§ CONSIGNES
1: Les affirmations (a), (b) et (c) sont-elles d'accord avec le texte sur la vallée du Grésivaudan ? Répondez par oui ou par non et citez à l'identique les mots du texte qui tranchent. (a) La veille de la fête, on tirera cent coups de canon au lever du soleil. (b) Le gouvernement donnera 500 fr. à chaque village. (c) Le fort Barreaux prêtera quatre pièces aux canonniers de la garde nationale.
2: Prolongez le texte sur la vallée du Grésivaudan à partir de sa dernière phrase.

Mon guide est patriote exalté, comme on l’est dans toute la Vallée (du Grésivaudan) : il me raconte à sa manière la défense de Grenoble le 6 juillet 1815. Dans quelques années, lorsque certains vieillards chagrins n’auront plus voix au chapitre, il y aura le 6 juillet une grande fête nationale à Grenoble et dans toute la vallée. On tirera cent coups de canon la veille, au coucher du soleil ; et le jour de la fête, de ce même rempart de Trèscloître, où l’on voit encore des arbres coupés par le canon piémontais, on tirera un coup de canon tous les quarts d’heure. Le fort Barreaux répétera les salves, et prêtera deux pièces de quatre aux canonniers de la garde nationale de la vallée ; ces pièces seront mises en batterie au château Bayard et tireront de quart d’heure en quart d’heure. Le gouvernement donnera 5,000 fr. pour cette fête, 500 fr. à chaque village, et rendra par là sa place forte de Grenoble imprenable. Mon guide était tout exalté par cette prédiction. Je suis sorti de cette belle vallée de l’Isère par le petit chemin de Corenc ; il s’élève au milieu des vignes, le long de la montagne qui domine la vallée du côté du nord. Je ne pouvais me détacher de ce beau pays que je voyais pour la dernière fois : souvent je me suis arrêté. Après que l’on a perdu de vue l’Isère et le fond de la vallée, on se trouve comme vis-à-vis du fameux Taillefer et de toute la haute chaîne des Alpes. On aperçoit une foule de nouveaux pics ; ils semblent croître à mesure que l’on s’élève.

§ DONNÉES FOURNIES
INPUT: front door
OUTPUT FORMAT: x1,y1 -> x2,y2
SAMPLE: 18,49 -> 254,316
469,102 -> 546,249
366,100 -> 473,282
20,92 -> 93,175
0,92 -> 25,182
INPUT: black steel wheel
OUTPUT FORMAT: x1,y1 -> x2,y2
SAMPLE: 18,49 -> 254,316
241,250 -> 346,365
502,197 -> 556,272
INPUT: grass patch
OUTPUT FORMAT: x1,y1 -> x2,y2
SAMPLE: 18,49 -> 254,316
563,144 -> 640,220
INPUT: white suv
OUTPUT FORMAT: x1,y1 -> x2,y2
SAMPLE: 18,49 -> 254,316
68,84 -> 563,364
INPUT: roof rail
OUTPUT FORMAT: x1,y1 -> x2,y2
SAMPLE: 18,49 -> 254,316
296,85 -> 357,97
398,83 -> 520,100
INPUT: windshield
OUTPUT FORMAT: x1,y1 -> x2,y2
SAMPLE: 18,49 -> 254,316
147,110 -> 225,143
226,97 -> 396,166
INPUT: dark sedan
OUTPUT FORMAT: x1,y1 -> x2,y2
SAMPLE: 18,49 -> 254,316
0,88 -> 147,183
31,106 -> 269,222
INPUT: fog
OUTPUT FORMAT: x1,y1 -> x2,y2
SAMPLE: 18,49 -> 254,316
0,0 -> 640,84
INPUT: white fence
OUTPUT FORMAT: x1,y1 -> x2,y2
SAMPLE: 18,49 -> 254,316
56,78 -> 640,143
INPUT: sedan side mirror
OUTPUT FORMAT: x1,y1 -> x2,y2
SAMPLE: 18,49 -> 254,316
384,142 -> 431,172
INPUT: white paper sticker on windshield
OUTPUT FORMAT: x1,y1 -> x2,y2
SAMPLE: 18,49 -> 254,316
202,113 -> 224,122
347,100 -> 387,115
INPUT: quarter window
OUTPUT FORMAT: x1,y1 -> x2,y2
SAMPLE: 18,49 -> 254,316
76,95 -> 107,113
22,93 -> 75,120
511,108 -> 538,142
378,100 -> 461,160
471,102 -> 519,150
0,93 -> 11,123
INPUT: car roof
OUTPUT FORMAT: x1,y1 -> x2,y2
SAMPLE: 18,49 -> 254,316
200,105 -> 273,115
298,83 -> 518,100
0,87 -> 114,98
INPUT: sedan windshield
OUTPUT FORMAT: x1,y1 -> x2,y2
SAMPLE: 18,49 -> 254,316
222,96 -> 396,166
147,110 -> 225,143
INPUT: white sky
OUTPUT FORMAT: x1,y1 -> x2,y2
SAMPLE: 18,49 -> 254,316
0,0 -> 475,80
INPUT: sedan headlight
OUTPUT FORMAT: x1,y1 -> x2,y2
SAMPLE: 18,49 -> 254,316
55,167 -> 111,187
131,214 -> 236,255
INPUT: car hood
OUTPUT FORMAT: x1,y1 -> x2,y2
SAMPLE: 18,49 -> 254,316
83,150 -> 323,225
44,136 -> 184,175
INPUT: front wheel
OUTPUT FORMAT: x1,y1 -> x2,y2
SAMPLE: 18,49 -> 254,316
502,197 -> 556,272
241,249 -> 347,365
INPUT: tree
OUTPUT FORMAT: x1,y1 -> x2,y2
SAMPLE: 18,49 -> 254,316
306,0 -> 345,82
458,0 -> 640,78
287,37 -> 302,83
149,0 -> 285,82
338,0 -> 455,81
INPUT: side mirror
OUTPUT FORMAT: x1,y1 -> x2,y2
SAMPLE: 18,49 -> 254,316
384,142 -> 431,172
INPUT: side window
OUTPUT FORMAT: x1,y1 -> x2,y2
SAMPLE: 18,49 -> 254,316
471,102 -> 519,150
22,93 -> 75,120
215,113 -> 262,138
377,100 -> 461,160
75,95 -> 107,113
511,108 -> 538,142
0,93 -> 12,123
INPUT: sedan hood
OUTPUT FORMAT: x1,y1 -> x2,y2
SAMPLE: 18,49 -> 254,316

§ CORRIGÉ
1:
(a) Non : « On tirera cent coups de canon la veille, au coucher du soleil ».
(b) Oui : « 500 fr. à chaque village ».
(c) Non : « prêtera deux pièces de quatre aux canonniers de la garde nationale de la vallée ».

2:
Je distinguais parfaitement, avec ma petite lorgnette d’opéra, les aiguilles de granit qui couronnent leurs sommets, et dont la pente est trop rapide pour que la neige puisse s’y arrêter ; elle s’amoncelle à leur pied.

Après m’être arrêté longtemps, j’ai dit adieu à cette belle vallée de l’Isère.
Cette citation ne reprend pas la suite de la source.